Position annotation records
------
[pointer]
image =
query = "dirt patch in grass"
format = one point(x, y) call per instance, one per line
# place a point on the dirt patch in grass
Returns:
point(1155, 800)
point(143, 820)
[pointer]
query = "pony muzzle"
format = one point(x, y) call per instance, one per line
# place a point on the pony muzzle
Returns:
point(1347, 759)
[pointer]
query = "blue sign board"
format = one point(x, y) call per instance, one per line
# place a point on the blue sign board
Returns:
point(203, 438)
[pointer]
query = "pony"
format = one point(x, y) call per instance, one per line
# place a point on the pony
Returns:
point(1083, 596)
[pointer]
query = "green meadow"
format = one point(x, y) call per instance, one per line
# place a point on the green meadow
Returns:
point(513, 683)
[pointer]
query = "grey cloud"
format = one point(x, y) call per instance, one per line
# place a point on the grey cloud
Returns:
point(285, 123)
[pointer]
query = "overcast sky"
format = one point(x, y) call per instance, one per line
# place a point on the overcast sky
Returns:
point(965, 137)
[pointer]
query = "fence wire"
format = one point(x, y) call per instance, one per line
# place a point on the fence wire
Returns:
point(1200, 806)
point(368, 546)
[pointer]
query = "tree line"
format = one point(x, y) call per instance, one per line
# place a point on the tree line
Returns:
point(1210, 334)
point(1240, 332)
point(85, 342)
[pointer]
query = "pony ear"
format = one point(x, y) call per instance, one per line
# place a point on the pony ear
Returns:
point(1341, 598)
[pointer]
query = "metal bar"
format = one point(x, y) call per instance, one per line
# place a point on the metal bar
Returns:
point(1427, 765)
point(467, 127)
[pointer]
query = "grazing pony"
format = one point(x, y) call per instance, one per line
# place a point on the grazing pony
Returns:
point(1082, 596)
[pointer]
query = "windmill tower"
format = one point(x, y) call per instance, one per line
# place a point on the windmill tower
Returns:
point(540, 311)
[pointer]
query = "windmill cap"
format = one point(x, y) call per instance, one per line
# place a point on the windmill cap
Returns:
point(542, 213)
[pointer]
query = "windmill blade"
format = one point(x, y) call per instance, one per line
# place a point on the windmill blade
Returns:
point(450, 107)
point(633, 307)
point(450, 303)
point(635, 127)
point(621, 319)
------
SET TASK
Copy every line from the start of the entries through the line containing "point(143, 820)", including that line and all requests. Offset each x and y coordinate in the returned points by adding 149, and leave the format lines unchanged.

WRITTEN SOLUTION
[pointer]
image =
query = "dirt patch in grass"
format = one point(x, y) call per instance, one per line
# place a point on the dirt patch in grass
Returns:
point(1304, 949)
point(292, 969)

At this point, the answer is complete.